>> Start Source excerpt

# من أدراك أنّ ما تطلب موجودًا؟



## Saley

Hi!

In a grammar book, I found this sentence from “شهرزاد” by توفيق الحكيم with translation:

من أدراكَ أنّ ما تطلب موجودًا؟
_Who told you that what you are looking for exists?_​
Why is the last word in the accusative (منصوب) and not in the nominative (مرفوع)? Is this related in any way to the omission of the pronoun ه after تطلب?


----------



## elroy

It’s a mistake.


----------



## Saley

Do you mean it’s the writer’s mistake? The author of the grammar says: “_Note_ the noun in the accusative in the following example”, so it’s clearly not a misprint in the grammar.


----------



## Matat

It should be nominative. It's the predicate of أنّ. What is the author of the grammar book saying?


----------



## Saley

Matat said:


> What is the author of the grammar book saying?


He doesn’t explain this particular sentence. It’s among the examples he gives where “the governing function of أنّ is [...] directed toward a syntactical equivalent of a noun [...] without any apparent sign of the accusative”. In this sentence, such an equivalent is ما تطلب.


----------



## elroy

I'm confused. 


Saley said:


> It’s among the examples he gives where “the governing function of أنّ is [...] directed toward a syntactical equivalent of a noun [...] without any apparent sign of the accusative”. In this sentence, such an equivalent is ما تطلب.

>> End Source excerpt

§ **Directives**:
[1] In the forum thread, what does Matat say the last word of the sentence is in relation to أنّ?
[2] Copy the portion of the forum thread starting with "Do you mean" and going on through "أنّ. What is the author of the grammar book saying?".

>> Start Provided material

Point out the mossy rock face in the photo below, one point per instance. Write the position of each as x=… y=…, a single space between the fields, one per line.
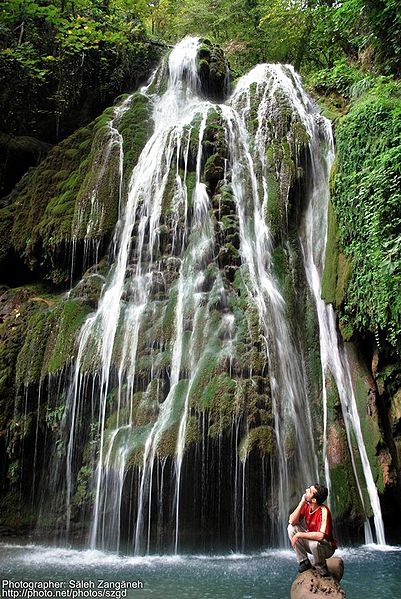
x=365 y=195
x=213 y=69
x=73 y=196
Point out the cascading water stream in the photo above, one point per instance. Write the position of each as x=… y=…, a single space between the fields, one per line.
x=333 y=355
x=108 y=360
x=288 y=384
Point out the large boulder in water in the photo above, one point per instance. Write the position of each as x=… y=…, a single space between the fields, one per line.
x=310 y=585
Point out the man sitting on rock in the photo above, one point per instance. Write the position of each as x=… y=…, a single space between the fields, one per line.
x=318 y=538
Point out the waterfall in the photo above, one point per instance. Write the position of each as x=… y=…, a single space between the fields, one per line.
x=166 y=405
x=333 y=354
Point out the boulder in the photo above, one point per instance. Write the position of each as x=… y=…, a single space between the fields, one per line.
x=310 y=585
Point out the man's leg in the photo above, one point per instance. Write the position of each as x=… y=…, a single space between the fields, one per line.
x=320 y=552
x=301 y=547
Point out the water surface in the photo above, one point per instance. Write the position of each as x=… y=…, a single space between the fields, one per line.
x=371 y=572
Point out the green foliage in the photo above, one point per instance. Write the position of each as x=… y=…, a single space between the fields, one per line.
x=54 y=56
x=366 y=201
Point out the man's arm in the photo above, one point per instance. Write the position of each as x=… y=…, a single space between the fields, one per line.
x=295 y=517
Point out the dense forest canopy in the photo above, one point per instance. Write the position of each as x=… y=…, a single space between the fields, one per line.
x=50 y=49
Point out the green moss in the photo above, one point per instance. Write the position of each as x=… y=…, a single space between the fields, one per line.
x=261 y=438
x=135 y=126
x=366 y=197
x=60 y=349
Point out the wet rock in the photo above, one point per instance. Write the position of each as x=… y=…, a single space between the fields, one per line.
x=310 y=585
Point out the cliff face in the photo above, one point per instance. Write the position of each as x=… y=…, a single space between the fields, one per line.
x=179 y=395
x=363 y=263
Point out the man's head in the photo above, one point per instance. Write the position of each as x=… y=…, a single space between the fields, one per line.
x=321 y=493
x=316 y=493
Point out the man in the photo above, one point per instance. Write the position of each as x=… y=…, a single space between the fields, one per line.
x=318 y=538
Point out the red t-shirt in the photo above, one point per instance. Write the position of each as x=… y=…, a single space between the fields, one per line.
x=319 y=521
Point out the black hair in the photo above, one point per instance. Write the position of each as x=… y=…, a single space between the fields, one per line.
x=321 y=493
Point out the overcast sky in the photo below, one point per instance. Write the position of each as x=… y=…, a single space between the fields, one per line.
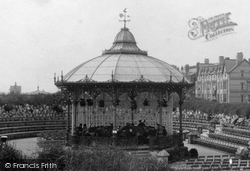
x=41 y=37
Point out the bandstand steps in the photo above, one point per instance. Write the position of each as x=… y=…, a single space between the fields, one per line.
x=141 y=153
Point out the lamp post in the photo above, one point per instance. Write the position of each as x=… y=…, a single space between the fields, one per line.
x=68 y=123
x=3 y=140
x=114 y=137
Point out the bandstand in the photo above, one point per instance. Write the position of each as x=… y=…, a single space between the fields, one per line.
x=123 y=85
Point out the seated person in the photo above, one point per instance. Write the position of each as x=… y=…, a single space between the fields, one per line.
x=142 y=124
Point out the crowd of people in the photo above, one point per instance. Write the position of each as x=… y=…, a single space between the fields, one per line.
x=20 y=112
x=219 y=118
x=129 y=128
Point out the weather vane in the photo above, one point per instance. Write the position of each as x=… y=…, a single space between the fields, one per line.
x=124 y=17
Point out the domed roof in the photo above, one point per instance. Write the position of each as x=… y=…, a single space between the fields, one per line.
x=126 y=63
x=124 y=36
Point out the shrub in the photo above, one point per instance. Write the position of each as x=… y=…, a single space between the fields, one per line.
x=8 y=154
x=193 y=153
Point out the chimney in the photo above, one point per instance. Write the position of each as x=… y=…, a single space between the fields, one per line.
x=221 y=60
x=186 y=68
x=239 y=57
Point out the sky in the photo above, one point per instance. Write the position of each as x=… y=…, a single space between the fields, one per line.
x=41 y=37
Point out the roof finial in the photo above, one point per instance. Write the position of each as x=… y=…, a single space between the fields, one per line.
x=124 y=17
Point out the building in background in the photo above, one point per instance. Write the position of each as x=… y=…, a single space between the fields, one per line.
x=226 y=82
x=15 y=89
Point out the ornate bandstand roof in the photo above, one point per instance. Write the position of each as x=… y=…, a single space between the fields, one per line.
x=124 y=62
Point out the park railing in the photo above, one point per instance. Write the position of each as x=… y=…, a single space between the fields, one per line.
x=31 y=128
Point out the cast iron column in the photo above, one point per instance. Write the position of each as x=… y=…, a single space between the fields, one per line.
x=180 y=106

>> End Provided material
>> Start Provided material

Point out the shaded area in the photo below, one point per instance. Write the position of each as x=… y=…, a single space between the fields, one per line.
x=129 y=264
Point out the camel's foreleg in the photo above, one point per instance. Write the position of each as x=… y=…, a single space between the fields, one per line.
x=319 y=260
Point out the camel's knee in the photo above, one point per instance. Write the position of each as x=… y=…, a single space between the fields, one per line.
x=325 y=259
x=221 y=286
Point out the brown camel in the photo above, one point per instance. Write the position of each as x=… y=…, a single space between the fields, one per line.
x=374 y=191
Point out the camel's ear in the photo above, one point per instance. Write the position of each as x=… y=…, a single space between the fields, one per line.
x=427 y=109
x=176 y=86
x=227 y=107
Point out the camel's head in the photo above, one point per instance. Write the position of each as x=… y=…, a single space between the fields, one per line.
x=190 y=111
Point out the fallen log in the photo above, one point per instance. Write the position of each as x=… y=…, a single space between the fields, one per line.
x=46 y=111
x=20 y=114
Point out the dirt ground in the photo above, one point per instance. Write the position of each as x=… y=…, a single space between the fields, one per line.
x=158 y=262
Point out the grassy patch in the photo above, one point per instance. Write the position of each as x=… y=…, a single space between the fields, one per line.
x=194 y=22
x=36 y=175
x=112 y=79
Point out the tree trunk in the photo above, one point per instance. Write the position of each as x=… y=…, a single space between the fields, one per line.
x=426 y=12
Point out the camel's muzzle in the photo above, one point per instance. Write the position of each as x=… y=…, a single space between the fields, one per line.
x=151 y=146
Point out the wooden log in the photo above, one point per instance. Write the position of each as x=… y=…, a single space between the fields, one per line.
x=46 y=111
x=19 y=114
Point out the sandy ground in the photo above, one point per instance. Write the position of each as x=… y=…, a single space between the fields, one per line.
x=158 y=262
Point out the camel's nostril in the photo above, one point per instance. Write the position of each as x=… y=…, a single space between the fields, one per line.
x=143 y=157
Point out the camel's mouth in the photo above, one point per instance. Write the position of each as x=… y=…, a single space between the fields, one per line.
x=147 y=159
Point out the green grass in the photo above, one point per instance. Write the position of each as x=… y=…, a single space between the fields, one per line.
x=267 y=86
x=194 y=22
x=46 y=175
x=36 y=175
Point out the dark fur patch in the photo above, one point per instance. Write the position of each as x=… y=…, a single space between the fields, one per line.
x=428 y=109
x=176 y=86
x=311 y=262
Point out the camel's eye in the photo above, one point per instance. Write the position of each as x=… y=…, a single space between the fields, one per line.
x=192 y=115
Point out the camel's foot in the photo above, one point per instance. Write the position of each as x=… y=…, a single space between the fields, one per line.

>> End Provided material

§ **Results**:
[1] It is the predicate of أنّ.

[2]
Do you mean it’s the writer’s mistake? The author of the grammar says: “_Note_ the noun in the accusative in the following example”, so it’s clearly not a misprint in the grammar.


----------



## Matat

It should be nominative. It's the predicate of أنّ. What is the author of the grammar book saying?